_INSTRUCTION_. Would you transcribe the listing that follows, character for character, and omit its images?

_Source data_.

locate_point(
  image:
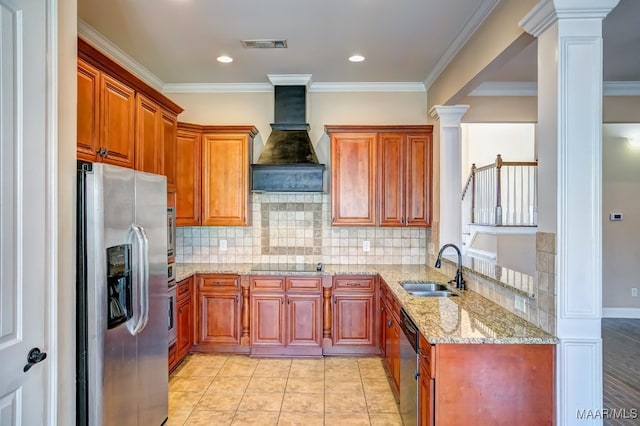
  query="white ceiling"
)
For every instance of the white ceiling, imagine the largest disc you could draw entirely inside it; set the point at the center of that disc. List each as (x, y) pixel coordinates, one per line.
(406, 41)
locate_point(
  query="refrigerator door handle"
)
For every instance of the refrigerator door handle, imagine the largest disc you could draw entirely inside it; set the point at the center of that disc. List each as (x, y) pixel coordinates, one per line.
(141, 317)
(145, 280)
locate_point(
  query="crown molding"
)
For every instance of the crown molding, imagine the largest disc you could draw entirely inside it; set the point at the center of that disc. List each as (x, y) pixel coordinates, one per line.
(368, 87)
(314, 87)
(621, 88)
(523, 88)
(217, 87)
(478, 17)
(290, 79)
(97, 40)
(514, 88)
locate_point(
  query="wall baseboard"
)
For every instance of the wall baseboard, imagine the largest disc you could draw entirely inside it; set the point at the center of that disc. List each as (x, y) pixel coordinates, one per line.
(621, 313)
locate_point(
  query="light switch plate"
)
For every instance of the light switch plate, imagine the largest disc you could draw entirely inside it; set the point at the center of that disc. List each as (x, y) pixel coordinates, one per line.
(521, 304)
(615, 216)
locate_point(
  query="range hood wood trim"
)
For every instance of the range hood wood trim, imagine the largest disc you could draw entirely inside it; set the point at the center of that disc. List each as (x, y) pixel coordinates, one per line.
(348, 128)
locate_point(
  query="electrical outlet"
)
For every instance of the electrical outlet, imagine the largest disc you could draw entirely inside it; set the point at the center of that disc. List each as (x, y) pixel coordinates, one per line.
(521, 304)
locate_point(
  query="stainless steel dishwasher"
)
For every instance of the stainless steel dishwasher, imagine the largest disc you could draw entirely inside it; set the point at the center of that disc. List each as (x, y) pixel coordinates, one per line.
(408, 370)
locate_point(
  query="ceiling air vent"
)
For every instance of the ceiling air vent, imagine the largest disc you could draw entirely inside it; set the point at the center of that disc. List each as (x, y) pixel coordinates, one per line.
(264, 44)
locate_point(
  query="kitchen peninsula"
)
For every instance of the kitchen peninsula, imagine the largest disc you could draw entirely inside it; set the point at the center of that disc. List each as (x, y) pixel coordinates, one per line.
(504, 364)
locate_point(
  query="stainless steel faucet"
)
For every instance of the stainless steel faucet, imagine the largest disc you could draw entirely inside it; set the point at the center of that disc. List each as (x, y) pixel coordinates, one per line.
(458, 280)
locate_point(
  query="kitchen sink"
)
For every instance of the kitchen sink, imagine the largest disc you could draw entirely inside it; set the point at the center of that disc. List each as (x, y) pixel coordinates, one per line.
(435, 293)
(427, 289)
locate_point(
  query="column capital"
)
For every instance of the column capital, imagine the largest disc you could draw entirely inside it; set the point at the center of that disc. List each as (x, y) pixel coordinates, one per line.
(449, 116)
(547, 12)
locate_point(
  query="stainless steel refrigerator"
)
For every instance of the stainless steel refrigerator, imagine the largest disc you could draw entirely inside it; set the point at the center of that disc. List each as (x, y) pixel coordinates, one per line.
(122, 336)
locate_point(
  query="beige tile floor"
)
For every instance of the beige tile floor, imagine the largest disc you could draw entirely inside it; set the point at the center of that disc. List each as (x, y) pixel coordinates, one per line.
(240, 390)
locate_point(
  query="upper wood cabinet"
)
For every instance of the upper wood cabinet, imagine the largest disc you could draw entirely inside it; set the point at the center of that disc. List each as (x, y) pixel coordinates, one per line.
(286, 315)
(88, 130)
(219, 309)
(381, 175)
(405, 179)
(353, 179)
(225, 178)
(149, 144)
(188, 176)
(121, 119)
(169, 137)
(106, 114)
(213, 175)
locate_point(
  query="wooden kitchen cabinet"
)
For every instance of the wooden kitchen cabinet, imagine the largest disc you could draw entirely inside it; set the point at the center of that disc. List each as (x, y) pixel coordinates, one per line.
(184, 323)
(212, 182)
(184, 318)
(106, 114)
(405, 179)
(286, 315)
(353, 186)
(354, 315)
(219, 312)
(148, 143)
(502, 384)
(225, 178)
(381, 175)
(88, 129)
(169, 137)
(122, 120)
(188, 176)
(390, 326)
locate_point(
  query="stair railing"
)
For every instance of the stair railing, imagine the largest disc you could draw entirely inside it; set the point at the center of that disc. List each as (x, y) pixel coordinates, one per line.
(501, 194)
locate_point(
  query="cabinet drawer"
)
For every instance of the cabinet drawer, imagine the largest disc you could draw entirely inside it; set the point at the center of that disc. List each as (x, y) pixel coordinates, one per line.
(183, 289)
(267, 283)
(219, 282)
(354, 283)
(304, 283)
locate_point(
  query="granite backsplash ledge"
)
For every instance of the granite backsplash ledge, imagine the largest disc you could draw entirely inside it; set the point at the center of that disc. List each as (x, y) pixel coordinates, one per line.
(295, 228)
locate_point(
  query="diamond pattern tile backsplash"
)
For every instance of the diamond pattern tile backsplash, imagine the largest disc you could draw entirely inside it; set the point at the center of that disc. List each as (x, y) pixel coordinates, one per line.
(295, 228)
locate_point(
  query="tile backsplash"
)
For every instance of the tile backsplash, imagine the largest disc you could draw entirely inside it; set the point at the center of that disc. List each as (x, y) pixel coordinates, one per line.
(295, 228)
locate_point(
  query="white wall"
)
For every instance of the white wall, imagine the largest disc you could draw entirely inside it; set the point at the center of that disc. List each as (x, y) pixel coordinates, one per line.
(482, 142)
(620, 240)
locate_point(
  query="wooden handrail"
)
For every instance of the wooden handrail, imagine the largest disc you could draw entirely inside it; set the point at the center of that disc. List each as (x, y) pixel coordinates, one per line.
(495, 190)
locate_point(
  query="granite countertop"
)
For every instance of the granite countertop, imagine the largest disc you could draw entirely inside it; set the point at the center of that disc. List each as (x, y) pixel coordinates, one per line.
(467, 318)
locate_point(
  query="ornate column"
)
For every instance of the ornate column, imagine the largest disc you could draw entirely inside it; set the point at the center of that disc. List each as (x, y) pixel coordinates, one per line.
(569, 140)
(450, 172)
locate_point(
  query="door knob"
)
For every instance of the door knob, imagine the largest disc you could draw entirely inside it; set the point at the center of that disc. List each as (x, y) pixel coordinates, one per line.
(34, 357)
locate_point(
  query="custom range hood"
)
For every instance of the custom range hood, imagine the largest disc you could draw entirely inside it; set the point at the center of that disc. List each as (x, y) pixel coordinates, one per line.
(288, 162)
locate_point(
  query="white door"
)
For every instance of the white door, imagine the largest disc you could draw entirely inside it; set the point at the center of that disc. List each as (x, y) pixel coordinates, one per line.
(24, 217)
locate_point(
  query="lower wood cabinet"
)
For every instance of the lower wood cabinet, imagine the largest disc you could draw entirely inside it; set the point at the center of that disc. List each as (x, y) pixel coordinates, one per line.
(355, 304)
(184, 323)
(286, 315)
(485, 384)
(219, 311)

_TASK SOLUTION_.
locate_point(
  image:
  query="white ceiling"
)
For every instance of the white ceiling, imagine the largest disc you could draw entirely inside it; set the point at the center of that disc. List each as (x, y) pixel coordinates, one per line.
(406, 41)
locate_point(
  query="refrigerator door handle"
)
For every instance of the refrigerator door handle, imagine the largest disc you could draw entirely inside it; set the point at the center of that disc. List each as (x, y) pixel coordinates, one per line.
(141, 317)
(145, 280)
locate_point(
  query="crown molding"
)
For every instance of the crown molding, imagine the largest disc you could draw entirely inside it; set the point at the center of that disc. List each as (x, y) pixel coordinates, one per line.
(368, 87)
(314, 87)
(621, 88)
(523, 88)
(217, 87)
(478, 17)
(290, 79)
(97, 40)
(514, 88)
locate_point(
  query="wall baseboard"
)
For every instance of the wall baseboard, imagine the largest disc you could draw entirely inside it; set the point at the center of that disc. List each as (x, y) pixel coordinates, one per line.
(621, 313)
locate_point(
  query="light switch plate"
)
For every instance of the light switch plate, imagine the largest disc you could draw entirely inside it; set the point at the center of that disc. List each as (x, y) pixel coordinates, one per line.
(521, 304)
(615, 216)
locate_point(
  query="range hood wood trim"
)
For every instance of the range hood wood trim, imagine the largest disc you could draw entirely inside it; set the point at the center of that disc. List each as (x, y) pixel coordinates, one per line.
(348, 128)
locate_point(
  query="electrical outlet"
)
For every instance of the electrical outlet, imagine the largest disc you could draw entirely inside it; set the point at the center of that disc. List each as (x, y) pixel coordinates, one per line.
(521, 304)
locate_point(
  query="stainless steel dishwasher"
)
For every instance of the stainless steel dishwasher, imagine the largest disc you could draw entirely inside it; set the point at the center of that disc. List each as (x, y) pixel coordinates, one per line.
(408, 370)
locate_point(
  query="ceiling air vent"
)
For every instance of the ceiling air vent, imagine the largest disc you could draw entirely inside it; set the point at the center of that disc. List each as (x, y) pixel coordinates, one per line.
(264, 44)
locate_point(
  query="kitchen peninsula"
)
For every instance of the kitchen peninsula, imagine the largest disc you could draw entirely inside it; set the point at the center of that disc. List each as (x, y) pixel coordinates, one per line.
(504, 364)
locate_point(
  query="stainless steel faucet"
)
For every instance of the stainless steel faucet, imagine the largest disc you could draw entirely inside it; set the point at the center of that disc. List each as (x, y) pixel coordinates, one per line.
(458, 280)
locate_point(
  query="kitchen sink"
)
For every instance of the kitchen sink, imagine the largest disc you could draw entirely inside it; set the point at the center of that disc. List each as (x, y) pixel coordinates, one per line.
(435, 293)
(427, 289)
locate_point(
  query="column capital"
)
For every instance of the column capital, imagine the largest disc you could draw entirely inside it; set the point at the center of that disc. List each as (x, y) pixel coordinates, one per line.
(449, 116)
(547, 12)
locate_point(
  query="stainless steel refrigerator"
)
For every instance of the stainless steel refrigerator, imagine the largest disc you could draw entirely inside it; set the point at the center of that disc. List each as (x, y) pixel coordinates, one per line.
(122, 336)
locate_point(
  query="beige tile floor"
)
For every instance of the beige tile floor, imagine the largest disc you could draw entirely inside it; set the point at the center of that disc. List each as (x, y) pixel coordinates, one per line.
(240, 390)
locate_point(
  query="upper wood cabinet"
)
For every instance of the upper wood cabinet, imagine the largest disc you could draw entirely inside it; set the point at the center of that disc. List each as (x, y) pixel coordinates, one per line.
(286, 315)
(88, 130)
(219, 309)
(381, 175)
(405, 179)
(353, 179)
(225, 178)
(149, 144)
(188, 176)
(121, 119)
(169, 137)
(106, 114)
(213, 175)
locate_point(
  query="wooden kitchen cabinet"
)
For every instance of the wooden kitchen cabinet, imagine the largest disc you could draw entirely inside it; set the point at the center of that disc. List each as (x, y) pixel coordinates, one per line.
(184, 323)
(212, 182)
(184, 318)
(106, 114)
(405, 179)
(286, 315)
(353, 186)
(354, 315)
(219, 312)
(148, 143)
(502, 384)
(225, 178)
(381, 175)
(88, 129)
(169, 137)
(122, 120)
(188, 176)
(390, 326)
locate_point(
  query="stair railing"
)
For every instance of the stair railing, imagine the largest disc you could draw entirely inside it; set the point at the center of that disc. List each as (x, y) pixel coordinates, one per line.
(501, 194)
locate_point(
  query="cabinet drawer"
)
For every instance of the cabinet drawer, imagine the largest disc you could draw entirely inside it; set the point at the center of that disc. List each as (x, y) pixel coordinates, one per line.
(183, 289)
(267, 283)
(219, 282)
(354, 283)
(304, 283)
locate_point(
  query="granite backsplash ledge"
)
For every instance of the granite backsplash ledge, imagine the largest disc you could draw entirely inside it; set the point at the center of that disc. List each as (x, y) pixel coordinates, one per line.
(295, 228)
locate_point(
  query="diamond pattern tile backsplash"
)
For every instance of the diamond pattern tile backsplash, imagine the largest disc you could draw entirely inside it; set the point at the center of that disc. List each as (x, y) pixel coordinates, one per line.
(295, 228)
locate_point(
  query="tile backsplash"
)
For every instance of the tile backsplash, imagine the largest disc you could draw entirely inside it; set the point at the center of that disc. List each as (x, y) pixel coordinates, one per line.
(295, 228)
locate_point(
  query="white wall"
)
For every instance of the white wall, imagine the largest disc you could draw entirely inside it; set the point at the center of that disc. List each as (x, y) pixel coordinates, one per line.
(482, 142)
(620, 240)
locate_point(
  query="wooden handrail"
)
For every instance of the wooden handrail, imagine the largest disc you could draw entirely inside it; set the point at the center of that disc. List each as (x, y) pixel coordinates, one per line.
(495, 190)
locate_point(
  query="granite countertop"
)
For every instance of the granite countertop, imagine the largest disc you could draw entirely inside it; set the point at the center of that disc. List each as (x, y) pixel coordinates, one per line.
(467, 318)
locate_point(
  query="ornate column"
)
For every instance of the ornate column, imagine the largest disc you could draw entirely inside it; set the point at the center of that disc. List each as (x, y) pixel coordinates, one per line.
(569, 140)
(450, 172)
locate_point(
  query="door knob"
)
For every instance of the door knob, imagine the largest disc you could draw entirely inside it; set the point at the center of that disc. List each as (x, y) pixel coordinates, one per line.
(34, 357)
locate_point(
  query="custom range hood"
)
For every instance of the custom range hood, imagine the largest disc you could draw entirely inside it; set the point at the center of that disc. List each as (x, y) pixel coordinates, one per line.
(288, 162)
locate_point(
  query="white door"
)
For every instance of the white door, imagine the largest disc you could draw entirely inside it; set the point at the center of that disc. List each as (x, y) pixel coordinates, one per line.
(24, 217)
locate_point(
  query="lower wood cabinet"
)
For every instance of the lower wood cabinet, imagine the largest disc you could draw entirely inside it; set the point at the center of that disc. List each as (x, y) pixel coordinates, one per line.
(355, 304)
(184, 323)
(286, 315)
(485, 384)
(219, 311)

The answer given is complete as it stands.